# EXCERPT PROVIDED
-*-*-

Anethesiology Care Team

Anesthesia Care Team Have you ever had your tonsils or wisdom teeth taken out? There is a whole Anesthesia Care Team that puts you to “sleep” for these and other surgical procedures.

The anesthesia care team, consisting of the Certified Registered Nurse Anesthetist (CRNA) as the primary provider and the anesthesiologist as the perioperative physician, provides the complete components of quality assurance to all consumers of anesthesia services.

According to Edward Sanders, MD, and Ruth Long, CRNA, who have worked as part of as an Anesthesia Care Team for many years, the Anesthesia Care Team is proven to be the most cost effective, safe and efficient delivery system at every step from patient to payer. A CRNA is an advanced practice Registered Nurse (RN) who has advanced education in the specialty of anesthesia. They take care of the patient’s anesthesia requirements before, during and after surgery. CRNAs can practice in an Anesthesia Care Team with an anesthesiologist, or they may practice without one. CRNAs keep a constant watch on the patient during surgery. They monitor the patient’s response and recovery from anesthesia. They select the best drugs and anesthesia techniques to provide an optimum anesthetic. They are the patient’s advocate during the anesthesia process and keep the patient safe. An anesthesiologist is a medical doctor who has advanced training in the specialty of anesthesia.

Anesthesiologists deliver anesthesia in all states in the United States. The anesthesiologist makes all the medical decisions in the perioperative period. He or she is available to consult with the CRNA as part of the Anesthesia Care Team. The anesthesiologist may also choose to practice alone.

From A CRNA & Anesthesiologist:

“I enjoy working as a member of a team to accomplish excellence and good patient outcomes,” says Ruth Long, CRNA for Durham Anesthesia Associates and Durham Regional Hospital. “In addition, I continue to learn something new everyday and that is exciting.” “Being an anesthesiologist is a profession that demands continuing education and great technical skill, and that keeps me challenged and excited each day,” says Edward G. Sanders, MD, anesthesiologist.

Education/Training:

CRNAs must obtain a bachelor of science degree in Nursing with at least one year of critical care nursing. They must take the Graduate Record Exam (GRE) and complete 24 to 36 months in a school of Nurse Anesthesia accredited by the Council on Accreditation of the America Association of Nurse Anesthetist. To practice as a CRNA, a person must pass a National Certification exam in Anesthesia and recertify every two years through continuing education. It takes on average eight to nine years to become a CRNA. Anesthesiologists must have four years of undergraduate studies in pre-med, four years in medical school and four years of Anesthesia Residency. They must pass the national certification exam in Anesthesia and recertify every 10 years. Fifty hours of continuing education is required yearly.

Average Salary:

The average salary for a CRNA ranges from $100,000 to $160,000 per year, depending on the organization and years of experience. The average salary of an anesthesiologist ranges from $125,000 to $400,000 per year, depending on the organization and years of experience.

-*-*-

# DATA SHOWN
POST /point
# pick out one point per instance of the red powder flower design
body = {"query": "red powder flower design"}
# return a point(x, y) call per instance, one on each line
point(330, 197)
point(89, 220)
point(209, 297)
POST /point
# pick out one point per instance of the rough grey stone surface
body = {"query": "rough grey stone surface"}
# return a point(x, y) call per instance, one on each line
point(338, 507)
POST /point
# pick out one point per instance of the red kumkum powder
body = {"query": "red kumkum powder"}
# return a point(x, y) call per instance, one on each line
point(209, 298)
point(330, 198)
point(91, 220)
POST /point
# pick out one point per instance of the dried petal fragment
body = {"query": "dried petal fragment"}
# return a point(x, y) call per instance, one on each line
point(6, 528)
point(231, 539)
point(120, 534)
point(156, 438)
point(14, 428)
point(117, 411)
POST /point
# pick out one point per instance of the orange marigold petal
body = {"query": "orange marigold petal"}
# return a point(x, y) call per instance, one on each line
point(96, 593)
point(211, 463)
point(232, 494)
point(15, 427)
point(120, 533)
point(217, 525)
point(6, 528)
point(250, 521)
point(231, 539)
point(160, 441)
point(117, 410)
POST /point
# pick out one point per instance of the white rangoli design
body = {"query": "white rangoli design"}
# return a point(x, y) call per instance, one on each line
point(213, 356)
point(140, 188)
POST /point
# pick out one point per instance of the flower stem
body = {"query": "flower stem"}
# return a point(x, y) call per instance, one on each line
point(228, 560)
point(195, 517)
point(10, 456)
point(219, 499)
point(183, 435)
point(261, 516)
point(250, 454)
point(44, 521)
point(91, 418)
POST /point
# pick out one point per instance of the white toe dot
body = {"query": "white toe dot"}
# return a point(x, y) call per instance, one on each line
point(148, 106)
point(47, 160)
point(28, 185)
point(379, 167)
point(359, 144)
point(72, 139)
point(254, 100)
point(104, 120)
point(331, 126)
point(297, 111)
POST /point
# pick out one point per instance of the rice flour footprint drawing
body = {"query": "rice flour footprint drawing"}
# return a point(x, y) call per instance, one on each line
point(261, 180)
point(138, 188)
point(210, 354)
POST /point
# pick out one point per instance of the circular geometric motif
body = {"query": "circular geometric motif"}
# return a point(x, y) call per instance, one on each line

-*-*-

# WHAT IS EXPECTED
Duplicate word for word the part of the article on the anesthesia care team that opens with "Anesthesia Care Team Have" and closes with "other surgical procedures.". The listing is separate from the article on the anesthesia care team.

# ANSWER BELOW
Anesthesia Care Team Have you ever had your tonsils or wisdom teeth taken out? There is a whole Anesthesia Care Team that puts you to “sleep” for these and other surgical procedures.